__THE TASK__
Pull out every line below containing the word "boot".

****************

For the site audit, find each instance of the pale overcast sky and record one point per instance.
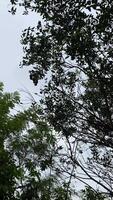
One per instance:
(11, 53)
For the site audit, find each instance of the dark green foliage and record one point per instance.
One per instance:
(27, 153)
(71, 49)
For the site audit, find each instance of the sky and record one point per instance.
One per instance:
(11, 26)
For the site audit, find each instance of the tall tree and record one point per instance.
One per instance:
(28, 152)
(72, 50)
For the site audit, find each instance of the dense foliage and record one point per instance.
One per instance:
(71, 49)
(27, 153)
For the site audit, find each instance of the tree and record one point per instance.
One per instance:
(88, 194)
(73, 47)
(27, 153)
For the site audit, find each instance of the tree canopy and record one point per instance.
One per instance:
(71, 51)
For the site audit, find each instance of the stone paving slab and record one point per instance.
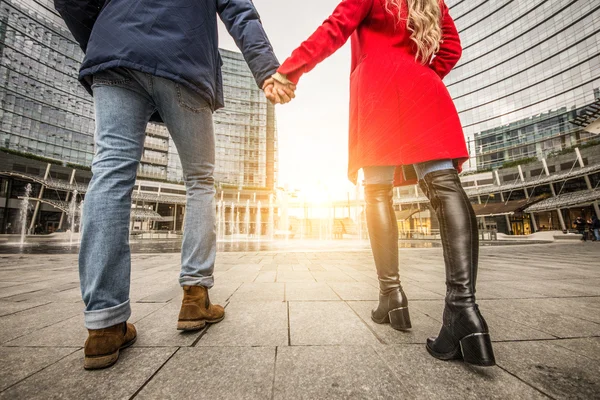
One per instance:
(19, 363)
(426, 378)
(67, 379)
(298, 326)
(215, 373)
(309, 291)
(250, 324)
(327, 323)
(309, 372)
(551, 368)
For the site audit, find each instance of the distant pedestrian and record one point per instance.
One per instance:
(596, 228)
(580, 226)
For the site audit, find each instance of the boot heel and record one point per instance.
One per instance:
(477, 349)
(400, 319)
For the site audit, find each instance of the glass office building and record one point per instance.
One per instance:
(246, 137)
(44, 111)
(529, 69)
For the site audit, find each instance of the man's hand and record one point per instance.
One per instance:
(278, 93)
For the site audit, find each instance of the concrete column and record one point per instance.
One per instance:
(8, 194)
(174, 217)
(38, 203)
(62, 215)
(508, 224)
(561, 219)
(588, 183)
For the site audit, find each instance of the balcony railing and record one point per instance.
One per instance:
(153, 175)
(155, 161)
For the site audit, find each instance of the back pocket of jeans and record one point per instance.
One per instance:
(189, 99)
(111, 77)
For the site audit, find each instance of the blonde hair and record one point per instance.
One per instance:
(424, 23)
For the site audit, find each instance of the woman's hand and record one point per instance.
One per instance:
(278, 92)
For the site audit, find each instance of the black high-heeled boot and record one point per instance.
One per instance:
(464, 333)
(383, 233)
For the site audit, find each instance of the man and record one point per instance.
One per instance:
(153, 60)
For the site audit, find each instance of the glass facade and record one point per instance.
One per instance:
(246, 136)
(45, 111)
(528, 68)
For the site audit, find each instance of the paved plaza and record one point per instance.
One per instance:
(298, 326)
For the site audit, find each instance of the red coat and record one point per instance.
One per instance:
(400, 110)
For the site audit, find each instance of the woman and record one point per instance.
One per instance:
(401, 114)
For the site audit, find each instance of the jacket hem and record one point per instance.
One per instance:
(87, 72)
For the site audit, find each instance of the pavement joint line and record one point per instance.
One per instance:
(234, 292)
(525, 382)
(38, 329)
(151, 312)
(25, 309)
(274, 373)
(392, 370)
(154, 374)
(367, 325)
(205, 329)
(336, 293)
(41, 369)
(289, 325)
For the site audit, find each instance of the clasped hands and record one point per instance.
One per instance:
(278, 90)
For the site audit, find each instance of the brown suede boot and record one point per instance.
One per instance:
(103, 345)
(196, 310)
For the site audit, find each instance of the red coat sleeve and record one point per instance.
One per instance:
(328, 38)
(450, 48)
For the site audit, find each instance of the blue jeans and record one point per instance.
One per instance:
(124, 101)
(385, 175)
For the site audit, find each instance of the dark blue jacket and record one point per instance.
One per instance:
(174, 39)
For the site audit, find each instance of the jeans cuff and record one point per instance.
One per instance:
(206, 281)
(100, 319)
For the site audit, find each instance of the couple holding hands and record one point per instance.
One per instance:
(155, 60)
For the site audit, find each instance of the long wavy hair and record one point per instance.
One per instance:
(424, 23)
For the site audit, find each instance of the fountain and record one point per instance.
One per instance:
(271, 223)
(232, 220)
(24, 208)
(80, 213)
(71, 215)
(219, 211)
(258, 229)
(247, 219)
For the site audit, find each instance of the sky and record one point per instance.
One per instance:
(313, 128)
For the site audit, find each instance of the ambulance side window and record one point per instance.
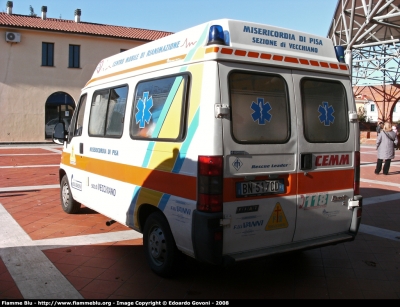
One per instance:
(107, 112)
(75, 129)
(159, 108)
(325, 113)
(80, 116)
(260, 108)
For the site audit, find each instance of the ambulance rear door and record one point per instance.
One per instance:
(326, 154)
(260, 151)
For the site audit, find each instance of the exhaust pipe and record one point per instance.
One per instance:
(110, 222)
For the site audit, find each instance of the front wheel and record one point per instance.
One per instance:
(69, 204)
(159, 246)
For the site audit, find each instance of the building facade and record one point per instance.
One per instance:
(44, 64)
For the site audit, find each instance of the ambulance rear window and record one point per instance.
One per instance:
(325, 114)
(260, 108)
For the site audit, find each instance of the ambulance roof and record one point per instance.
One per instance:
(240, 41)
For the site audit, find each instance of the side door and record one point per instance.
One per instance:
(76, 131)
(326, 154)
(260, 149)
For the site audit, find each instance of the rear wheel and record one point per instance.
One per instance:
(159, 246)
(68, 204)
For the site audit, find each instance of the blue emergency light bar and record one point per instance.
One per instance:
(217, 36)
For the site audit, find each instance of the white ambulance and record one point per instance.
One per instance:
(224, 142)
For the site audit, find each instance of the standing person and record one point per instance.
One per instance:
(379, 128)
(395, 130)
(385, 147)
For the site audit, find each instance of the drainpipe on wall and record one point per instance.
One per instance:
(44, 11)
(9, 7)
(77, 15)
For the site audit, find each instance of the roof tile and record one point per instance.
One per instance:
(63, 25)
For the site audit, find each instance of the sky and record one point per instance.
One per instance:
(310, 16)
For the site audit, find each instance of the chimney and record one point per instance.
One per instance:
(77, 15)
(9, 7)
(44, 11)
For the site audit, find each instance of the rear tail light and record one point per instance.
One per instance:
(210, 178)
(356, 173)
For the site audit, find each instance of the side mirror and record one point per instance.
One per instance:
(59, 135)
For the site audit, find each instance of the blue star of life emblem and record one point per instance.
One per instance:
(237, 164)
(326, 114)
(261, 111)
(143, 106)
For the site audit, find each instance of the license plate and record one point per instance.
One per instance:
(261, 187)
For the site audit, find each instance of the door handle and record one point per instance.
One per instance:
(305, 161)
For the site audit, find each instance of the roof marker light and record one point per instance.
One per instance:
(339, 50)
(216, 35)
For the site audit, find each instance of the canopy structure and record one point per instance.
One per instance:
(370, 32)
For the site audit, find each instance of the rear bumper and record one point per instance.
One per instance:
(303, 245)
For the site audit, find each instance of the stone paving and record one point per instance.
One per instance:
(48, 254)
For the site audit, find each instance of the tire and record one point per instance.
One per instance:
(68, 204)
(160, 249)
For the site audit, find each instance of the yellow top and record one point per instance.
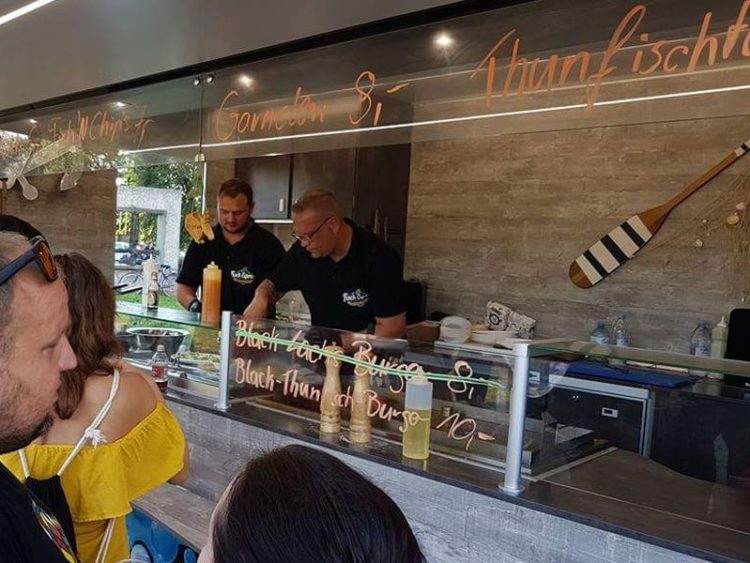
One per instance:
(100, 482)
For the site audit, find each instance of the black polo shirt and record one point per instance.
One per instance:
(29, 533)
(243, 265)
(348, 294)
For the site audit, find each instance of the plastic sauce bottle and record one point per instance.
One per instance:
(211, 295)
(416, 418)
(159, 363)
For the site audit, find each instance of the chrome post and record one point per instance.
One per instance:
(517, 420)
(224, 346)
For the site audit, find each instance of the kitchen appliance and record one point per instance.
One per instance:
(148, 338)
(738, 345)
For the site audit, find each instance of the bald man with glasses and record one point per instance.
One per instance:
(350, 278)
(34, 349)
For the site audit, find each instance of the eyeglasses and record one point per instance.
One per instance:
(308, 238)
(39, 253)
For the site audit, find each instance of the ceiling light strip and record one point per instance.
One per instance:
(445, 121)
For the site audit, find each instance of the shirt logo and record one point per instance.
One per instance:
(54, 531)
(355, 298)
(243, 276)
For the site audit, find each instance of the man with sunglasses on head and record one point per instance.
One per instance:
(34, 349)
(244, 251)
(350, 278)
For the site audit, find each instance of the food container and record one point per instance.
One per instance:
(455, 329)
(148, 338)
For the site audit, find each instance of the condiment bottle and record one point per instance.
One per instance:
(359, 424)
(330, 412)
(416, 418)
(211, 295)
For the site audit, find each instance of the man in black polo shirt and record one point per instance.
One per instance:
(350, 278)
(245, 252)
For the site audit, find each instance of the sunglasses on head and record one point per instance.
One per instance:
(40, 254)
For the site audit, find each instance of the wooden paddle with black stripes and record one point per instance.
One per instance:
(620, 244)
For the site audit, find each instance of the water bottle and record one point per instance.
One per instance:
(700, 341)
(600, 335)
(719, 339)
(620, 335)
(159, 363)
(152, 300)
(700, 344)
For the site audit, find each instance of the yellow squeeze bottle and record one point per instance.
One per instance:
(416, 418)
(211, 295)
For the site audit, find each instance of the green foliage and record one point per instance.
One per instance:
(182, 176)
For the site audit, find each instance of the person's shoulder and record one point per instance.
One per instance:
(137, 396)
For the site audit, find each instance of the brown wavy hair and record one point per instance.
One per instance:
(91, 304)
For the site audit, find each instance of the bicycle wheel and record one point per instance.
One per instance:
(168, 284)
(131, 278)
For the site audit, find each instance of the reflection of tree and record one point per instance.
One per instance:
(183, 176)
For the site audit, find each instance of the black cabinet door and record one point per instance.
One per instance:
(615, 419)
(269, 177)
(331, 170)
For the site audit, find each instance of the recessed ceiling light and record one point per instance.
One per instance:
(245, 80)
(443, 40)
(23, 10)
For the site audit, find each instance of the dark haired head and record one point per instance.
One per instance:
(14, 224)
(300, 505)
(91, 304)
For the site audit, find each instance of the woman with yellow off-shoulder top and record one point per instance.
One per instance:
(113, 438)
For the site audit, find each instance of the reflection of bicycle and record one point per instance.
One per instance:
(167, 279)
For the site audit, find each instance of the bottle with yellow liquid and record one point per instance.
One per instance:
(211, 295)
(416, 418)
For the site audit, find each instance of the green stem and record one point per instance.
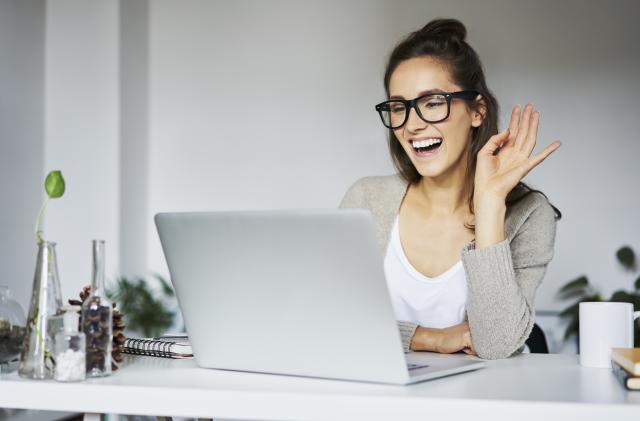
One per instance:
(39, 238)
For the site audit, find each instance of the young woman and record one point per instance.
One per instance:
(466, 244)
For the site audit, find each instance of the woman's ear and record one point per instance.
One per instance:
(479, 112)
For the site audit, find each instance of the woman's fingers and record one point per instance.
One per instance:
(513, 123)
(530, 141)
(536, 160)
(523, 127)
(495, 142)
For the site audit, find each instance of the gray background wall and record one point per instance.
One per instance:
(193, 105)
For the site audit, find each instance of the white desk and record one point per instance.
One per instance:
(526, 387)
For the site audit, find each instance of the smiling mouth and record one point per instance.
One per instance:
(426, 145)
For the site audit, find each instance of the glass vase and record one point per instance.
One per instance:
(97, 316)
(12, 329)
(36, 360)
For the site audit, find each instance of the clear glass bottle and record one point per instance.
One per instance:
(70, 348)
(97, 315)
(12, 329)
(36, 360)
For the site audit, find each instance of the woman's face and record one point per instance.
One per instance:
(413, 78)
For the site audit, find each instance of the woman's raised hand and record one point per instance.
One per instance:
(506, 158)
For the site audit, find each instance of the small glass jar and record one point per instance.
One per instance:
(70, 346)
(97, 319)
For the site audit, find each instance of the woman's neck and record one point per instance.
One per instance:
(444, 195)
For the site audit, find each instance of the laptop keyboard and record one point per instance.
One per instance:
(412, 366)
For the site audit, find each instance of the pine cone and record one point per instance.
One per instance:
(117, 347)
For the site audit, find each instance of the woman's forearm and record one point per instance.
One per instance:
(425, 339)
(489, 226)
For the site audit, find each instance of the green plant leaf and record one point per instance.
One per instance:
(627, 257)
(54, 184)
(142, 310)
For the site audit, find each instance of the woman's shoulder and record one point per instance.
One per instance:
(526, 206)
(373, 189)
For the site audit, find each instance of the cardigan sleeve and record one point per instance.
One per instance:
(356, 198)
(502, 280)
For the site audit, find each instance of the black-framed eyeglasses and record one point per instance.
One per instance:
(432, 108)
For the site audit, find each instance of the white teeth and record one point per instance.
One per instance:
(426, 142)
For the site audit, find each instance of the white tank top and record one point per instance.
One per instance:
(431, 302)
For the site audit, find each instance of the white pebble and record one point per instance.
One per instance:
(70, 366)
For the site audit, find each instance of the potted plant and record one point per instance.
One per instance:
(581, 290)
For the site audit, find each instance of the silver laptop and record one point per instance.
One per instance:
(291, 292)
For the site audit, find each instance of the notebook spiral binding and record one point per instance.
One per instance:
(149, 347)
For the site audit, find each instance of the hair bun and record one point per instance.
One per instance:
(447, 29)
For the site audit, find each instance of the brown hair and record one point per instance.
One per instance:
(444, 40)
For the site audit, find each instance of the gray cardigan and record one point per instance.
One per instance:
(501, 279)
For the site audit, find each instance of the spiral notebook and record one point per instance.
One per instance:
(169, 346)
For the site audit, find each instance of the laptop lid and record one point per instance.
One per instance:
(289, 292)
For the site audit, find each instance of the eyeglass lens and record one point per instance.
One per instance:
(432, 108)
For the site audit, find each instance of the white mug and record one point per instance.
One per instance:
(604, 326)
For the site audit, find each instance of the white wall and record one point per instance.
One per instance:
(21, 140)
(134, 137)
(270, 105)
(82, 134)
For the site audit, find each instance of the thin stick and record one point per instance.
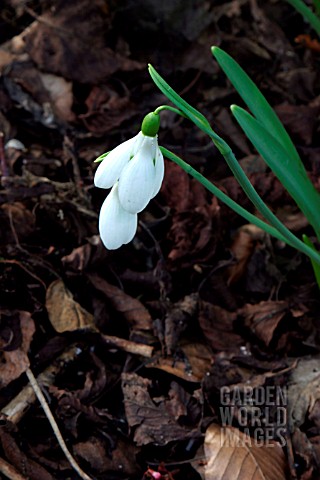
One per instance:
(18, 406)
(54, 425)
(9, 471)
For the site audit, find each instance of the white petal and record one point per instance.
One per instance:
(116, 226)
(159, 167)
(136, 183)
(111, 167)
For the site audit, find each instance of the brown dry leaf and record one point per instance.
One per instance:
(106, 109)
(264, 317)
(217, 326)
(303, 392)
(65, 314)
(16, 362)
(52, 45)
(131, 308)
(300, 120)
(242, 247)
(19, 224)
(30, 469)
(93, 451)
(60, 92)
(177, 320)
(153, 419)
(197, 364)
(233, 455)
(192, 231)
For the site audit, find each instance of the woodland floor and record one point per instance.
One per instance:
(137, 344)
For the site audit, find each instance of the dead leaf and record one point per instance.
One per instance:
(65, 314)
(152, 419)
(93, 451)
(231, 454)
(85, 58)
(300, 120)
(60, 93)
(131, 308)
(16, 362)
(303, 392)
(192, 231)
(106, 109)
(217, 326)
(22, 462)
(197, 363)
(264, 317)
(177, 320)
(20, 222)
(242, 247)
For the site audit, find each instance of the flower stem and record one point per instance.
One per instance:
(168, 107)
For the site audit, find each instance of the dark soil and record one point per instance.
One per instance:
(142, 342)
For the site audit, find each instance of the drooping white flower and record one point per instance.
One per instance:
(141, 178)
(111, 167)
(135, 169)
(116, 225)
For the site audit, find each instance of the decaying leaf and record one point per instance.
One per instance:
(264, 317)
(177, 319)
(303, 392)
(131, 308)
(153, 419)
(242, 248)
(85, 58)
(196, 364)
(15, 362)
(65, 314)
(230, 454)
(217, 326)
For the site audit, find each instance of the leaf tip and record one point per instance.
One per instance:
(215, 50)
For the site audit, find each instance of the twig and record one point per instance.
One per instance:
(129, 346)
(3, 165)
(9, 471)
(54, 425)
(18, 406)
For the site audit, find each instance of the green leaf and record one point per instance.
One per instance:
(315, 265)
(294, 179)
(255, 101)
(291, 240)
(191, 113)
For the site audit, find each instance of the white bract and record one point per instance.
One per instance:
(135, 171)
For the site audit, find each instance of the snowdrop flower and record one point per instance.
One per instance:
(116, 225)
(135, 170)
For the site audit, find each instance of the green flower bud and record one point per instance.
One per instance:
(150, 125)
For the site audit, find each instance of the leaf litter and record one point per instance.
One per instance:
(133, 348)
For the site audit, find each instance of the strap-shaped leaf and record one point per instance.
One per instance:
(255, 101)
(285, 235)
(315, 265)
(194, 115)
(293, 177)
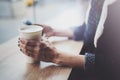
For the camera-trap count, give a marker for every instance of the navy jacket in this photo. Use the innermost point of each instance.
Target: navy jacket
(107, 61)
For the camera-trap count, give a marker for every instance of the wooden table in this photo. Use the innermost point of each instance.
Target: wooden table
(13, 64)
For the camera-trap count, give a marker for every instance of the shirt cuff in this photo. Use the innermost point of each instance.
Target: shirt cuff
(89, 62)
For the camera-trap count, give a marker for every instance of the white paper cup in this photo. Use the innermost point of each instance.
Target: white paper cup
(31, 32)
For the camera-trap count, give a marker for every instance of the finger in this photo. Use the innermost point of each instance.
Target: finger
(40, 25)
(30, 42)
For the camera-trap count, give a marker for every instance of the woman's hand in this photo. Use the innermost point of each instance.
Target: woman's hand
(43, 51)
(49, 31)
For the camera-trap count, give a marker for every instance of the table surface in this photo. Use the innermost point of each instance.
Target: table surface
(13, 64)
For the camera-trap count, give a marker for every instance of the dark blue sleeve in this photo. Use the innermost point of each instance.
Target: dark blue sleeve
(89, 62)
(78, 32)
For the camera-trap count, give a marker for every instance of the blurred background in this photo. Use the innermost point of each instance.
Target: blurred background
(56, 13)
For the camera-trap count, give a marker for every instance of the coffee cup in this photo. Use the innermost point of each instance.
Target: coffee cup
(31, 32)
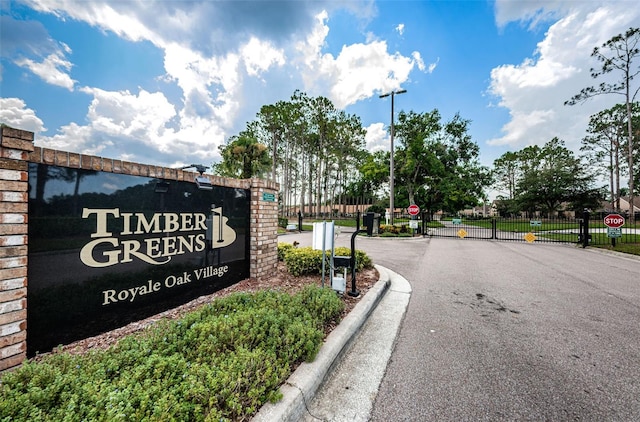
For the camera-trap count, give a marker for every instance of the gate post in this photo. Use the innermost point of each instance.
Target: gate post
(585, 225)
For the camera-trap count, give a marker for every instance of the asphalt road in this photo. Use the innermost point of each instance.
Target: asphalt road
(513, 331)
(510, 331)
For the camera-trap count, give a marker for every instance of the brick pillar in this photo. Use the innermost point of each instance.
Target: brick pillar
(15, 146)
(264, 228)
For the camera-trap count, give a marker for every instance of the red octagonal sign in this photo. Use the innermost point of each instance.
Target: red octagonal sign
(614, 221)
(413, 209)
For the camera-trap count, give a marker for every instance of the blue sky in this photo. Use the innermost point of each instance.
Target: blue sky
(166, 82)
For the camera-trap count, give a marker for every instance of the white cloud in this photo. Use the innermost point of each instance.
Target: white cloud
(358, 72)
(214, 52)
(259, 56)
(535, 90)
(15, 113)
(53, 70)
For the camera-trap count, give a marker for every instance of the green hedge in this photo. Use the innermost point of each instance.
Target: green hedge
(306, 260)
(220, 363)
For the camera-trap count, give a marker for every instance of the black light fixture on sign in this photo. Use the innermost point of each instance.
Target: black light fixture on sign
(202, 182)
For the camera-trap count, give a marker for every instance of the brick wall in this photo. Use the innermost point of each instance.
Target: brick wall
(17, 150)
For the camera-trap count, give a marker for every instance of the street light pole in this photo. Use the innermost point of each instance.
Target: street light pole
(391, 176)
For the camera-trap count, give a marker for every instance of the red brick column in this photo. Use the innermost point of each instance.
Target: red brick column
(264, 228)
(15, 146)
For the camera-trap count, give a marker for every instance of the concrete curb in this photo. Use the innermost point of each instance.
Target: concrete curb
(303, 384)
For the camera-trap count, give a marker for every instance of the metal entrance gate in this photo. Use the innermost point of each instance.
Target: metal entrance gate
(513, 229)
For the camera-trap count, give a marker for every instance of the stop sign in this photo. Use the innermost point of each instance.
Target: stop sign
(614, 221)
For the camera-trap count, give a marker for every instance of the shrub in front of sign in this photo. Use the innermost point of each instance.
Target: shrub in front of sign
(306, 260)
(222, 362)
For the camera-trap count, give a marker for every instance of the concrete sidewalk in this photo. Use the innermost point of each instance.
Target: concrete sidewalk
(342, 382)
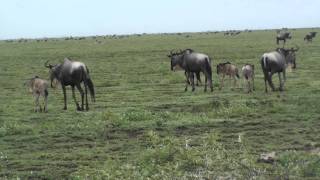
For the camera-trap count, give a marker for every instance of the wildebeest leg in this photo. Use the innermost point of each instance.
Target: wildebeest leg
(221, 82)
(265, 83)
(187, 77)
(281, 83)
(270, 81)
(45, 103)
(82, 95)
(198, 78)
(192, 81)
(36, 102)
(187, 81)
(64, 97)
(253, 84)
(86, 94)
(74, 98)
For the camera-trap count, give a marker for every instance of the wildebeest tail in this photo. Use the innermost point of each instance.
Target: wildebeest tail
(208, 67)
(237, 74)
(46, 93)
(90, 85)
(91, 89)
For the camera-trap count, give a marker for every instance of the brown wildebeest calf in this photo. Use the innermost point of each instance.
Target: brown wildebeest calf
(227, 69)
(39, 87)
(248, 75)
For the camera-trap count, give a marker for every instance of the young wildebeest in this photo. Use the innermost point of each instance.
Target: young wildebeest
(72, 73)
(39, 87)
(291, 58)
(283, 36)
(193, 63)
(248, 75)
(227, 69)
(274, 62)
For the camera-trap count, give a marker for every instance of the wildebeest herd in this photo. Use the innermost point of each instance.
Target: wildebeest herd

****************

__SOLVED EXERCISE__
For the site audit, find each instance of the boot heel and record one point per instance.
For the site audit, find each instance of the black high-heeled boot and record one point per instance.
For the site audit, find each instance of the brown suede boot and record one point per instance.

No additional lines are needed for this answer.